▶ [Aufgabe]
Gib aus dem Text über Kinderrechte das Stück Wort für Wort wieder, das bei „Kinderrechte in Balance“ anfängt und nach „selbstbestimmt ausüben können.“ aufhört.

▶ [Textausschnitt]
***

Zwei Kinder sitzen auf dem Boden, Man sieht sie von hinten. Ein Kind hält eine rosafarbene Moderationskarte in der Hand. Darauf steht: "Jedem Kind steht es zu, seine Meinung zu äußern.""

Kinderrechte in Balance

Mit der Bestätigung der UN-Kinderrechtskonvention (UN-KRK) im Jahr 1992 in Deutschland sind die Schutz-, Förder-, und Beteiligungsrechte von allen
Kindern und Jugendlichen bis zur Vollendung des 18. Lebensjahres verpflichtend umzusetzen und anzuwenden. 

Tim Stegemann
Deutsches Kinderhilfswerk e.V. – Andreas Lemke
1/2024

Die Kinderrechte können nicht isoliert, sondern müssen als eine Einheit betrachtet werden. Kinder sind keine „kleinen Erwachsenen“,
die lediglich so lange geschützt und gefördert werden, bis sie die Volljährigkeit erreicht haben. Deswegen gibt die UNKRK vor, dass Kinder eigene Beteiligungsrechte haben, die sie selbstbestimmt ausüben können.

Zur Anwendung gibt die UN-KRK mit dem Prinzip des Vorrangs des Kindeswohls (Artikel 3 Absatz 1 UN-KRK) eine Leitlinie vor. Demnach ist bei allen Entscheidungen, die ein Kind oder eine Gruppe von Kindern betreffen, das Wohl des Kindes ein Gesichtspunkt, der vorrangig zu berücksichtigen ist. 

Um zu entscheiden, was für das Kindeswohl am besten ist, sind sowohl Schutz-, Förder- und Beteiligungsrechte heranzuziehen.

Die Kinderrechte sind Regeln, die bestimmen, wie Kinder behandelt werden sollen.
In Deutschland müssen alle diese Regeln befolgt werden, seit die Regierung sie im Jahr 1992 akzeptiert hat. Es gibt verschiedene Arten von Kinderrechten. Man unterscheidet in die Rechte auf Schutz, Förderung und Mitbestimmung. Wenn es um Entscheidungen geht, die Kinder betreffen, ist das Wohl des Kindes am wichtigsten. Man muss also immer überlegen, was für das Kind am besten ist, und dabei die Regeln für Schutz, Förderung und Mitbestimmung beachten.

***

▶ [Material]
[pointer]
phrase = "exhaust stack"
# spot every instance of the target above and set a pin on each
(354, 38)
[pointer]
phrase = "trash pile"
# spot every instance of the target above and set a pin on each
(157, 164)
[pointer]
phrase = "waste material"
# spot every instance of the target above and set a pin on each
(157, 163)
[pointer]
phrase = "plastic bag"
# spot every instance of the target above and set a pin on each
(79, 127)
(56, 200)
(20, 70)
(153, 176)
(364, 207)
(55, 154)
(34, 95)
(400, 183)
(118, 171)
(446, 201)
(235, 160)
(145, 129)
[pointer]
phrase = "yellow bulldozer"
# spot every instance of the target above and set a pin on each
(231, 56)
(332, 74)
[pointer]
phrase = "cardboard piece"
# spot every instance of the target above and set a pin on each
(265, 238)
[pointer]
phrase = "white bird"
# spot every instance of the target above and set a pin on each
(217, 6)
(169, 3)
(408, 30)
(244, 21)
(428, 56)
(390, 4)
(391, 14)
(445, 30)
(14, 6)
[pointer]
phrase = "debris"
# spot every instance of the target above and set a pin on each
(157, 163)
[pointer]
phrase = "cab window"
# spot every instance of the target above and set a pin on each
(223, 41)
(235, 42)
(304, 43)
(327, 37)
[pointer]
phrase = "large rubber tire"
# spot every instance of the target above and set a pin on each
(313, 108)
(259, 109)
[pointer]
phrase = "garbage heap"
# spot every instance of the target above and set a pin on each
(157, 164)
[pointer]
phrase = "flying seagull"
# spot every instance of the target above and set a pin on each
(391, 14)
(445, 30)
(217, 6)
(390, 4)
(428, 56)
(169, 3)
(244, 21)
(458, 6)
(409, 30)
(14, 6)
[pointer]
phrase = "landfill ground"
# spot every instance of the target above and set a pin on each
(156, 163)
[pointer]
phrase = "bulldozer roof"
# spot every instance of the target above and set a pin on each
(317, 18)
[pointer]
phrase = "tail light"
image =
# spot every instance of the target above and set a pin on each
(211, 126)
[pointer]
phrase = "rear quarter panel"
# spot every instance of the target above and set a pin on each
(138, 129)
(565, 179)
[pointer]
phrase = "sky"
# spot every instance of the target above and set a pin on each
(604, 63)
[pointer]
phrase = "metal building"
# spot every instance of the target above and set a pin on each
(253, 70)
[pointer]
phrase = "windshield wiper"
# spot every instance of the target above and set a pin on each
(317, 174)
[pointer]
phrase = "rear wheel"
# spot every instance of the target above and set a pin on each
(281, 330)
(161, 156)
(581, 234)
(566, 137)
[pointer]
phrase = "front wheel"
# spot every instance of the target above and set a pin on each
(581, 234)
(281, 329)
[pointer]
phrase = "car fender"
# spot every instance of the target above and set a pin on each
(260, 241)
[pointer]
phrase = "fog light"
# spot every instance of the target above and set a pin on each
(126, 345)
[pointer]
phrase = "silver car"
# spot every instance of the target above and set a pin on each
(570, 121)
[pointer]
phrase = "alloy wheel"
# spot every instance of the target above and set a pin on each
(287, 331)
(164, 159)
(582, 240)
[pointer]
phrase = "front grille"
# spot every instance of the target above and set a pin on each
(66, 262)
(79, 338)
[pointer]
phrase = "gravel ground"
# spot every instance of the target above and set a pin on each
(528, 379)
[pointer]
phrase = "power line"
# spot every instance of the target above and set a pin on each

***

▶ [Lösung]
Kinderrechte in Balance

Mit der Bestätigung der UN-Kinderrechtskonvention (UN-KRK) im Jahr 1992 in Deutschland sind die Schutz-, Förder-, und Beteiligungsrechte von allen
Kindern und Jugendlichen bis zur Vollendung des 18. Lebensjahres verpflichtend umzusetzen und anzuwenden. 

Tim Stegemann
Deutsches Kinderhilfswerk e.V. – Andreas Lemke
1/2024

Die Kinderrechte können nicht isoliert, sondern müssen als eine Einheit betrachtet werden. Kinder sind keine „kleinen Erwachsenen“,
die lediglich so lange geschützt und gefördert werden, bis sie die Volljährigkeit erreicht haben. Deswegen gibt die UNKRK vor, dass Kinder eigene Beteiligungsrechte haben, die sie selbstbestimmt ausüben können.